WRITTEN REQUEST 1: Decide whether each statement below agrees with the forum thread about arcades. Answer yes or no for each, and quote the exact words from the thread that settle it. (a) One poster says the arcade made visits to the shopping mall worth looking forward to. (b) One poster says friends gave each other tips while at the arcade. (c) One poster says Galaxy World also had older games such as Warlords.
WRITTEN REQUEST 2: From the forum thread about arcades, write out the stretch from "Recommended Posts" through "looking forward to." word for word.

Jump to content
IGNORED

What did you like about the arcade environment back-in-the-day?


Keatah

Recommended Posts

I just appreciated the fact that arcade were there, especially in shopping malls. For the kid that I was at the time, I considered arcades to be tailored for me. Adults had their boutiques full of clothes, kitchen stuff, jewelry, hardware, books (all the stuff I found quite boring) but arcade were the place that made visits at the shopping mall worth looking forward to.

 

Even when not in the malls, it was a just place for kids to "go".

Archie & The Gang had Pop Tate's... we had Duncan's; the Arcade/Pool Hall/Takeout (where I'm from).

Link to comment
Share on other sites

My priority was the games. I loved the sights and sounds of the machines. Some arcades had a great setting with nice lighting and signage.

 

I don't recall much "social" about arcades. I went to play the games, not to hang out with people. Most of my friends were the same, we all pretty much kept to ourselves and focused on the games. There was plenty of socializing at school, sports, and elsewhere, places that didn't have arcade machines. We would definitely talk about the games after we left, but not so much when we were there. It was incredibly annoying when someone came up staring a conversation in the middle of a good game, destroying the zone, leading to an unnecessary and premature game over.

 

Home console and computer gaming was different, we gave each other tips and were much more social. But not at the arcade, that was serious gaming time :D

Link to comment
Share on other sites

I grew up in Carol Stream, IL which had the very large Galaxy World to play in. It was the place were I first experienced games like Zaxxon, Tron, Tempest. They also had older games like Warlords, which was a lot of fun. Only bad memory I have from that place is running out of money. ;)

I used to hang out there all the time. Sometimes playing games, sometimes getting high, other times leering at the wiminz. I even had a business proposal going for my own arcade.

RECORDS SHOWN:
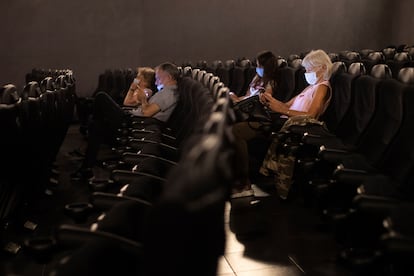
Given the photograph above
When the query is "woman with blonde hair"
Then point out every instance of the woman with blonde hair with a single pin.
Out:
(311, 102)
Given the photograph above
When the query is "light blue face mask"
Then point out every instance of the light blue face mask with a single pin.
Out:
(260, 71)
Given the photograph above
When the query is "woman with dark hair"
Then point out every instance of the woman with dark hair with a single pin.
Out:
(108, 115)
(265, 78)
(311, 102)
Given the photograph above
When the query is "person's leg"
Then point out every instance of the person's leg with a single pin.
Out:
(243, 132)
(107, 118)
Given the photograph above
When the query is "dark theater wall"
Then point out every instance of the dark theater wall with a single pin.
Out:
(90, 36)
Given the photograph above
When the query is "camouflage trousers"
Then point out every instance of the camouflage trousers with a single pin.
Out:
(282, 164)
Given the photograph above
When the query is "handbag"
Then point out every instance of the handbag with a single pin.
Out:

TASK OUTPUT 1:
(a) Yes: "arcade were the place that made visits at the shopping mall worth looking forward to."
(b) No: "we gave each other tips and were much more social. But not at the arcade"
(c) Yes: "They also had older games like Warlords"

TASK OUTPUT 2:
Recommended Posts

I just appreciated the fact that arcade were there, especially in shopping malls. For the kid that I was at the time, I considered arcades to be tailored for me. Adults had their boutiques full of clothes, kitchen stuff, jewelry, hardware, books (all the stuff I found quite boring) but arcade were the place that made visits at the shopping mall worth looking forward to.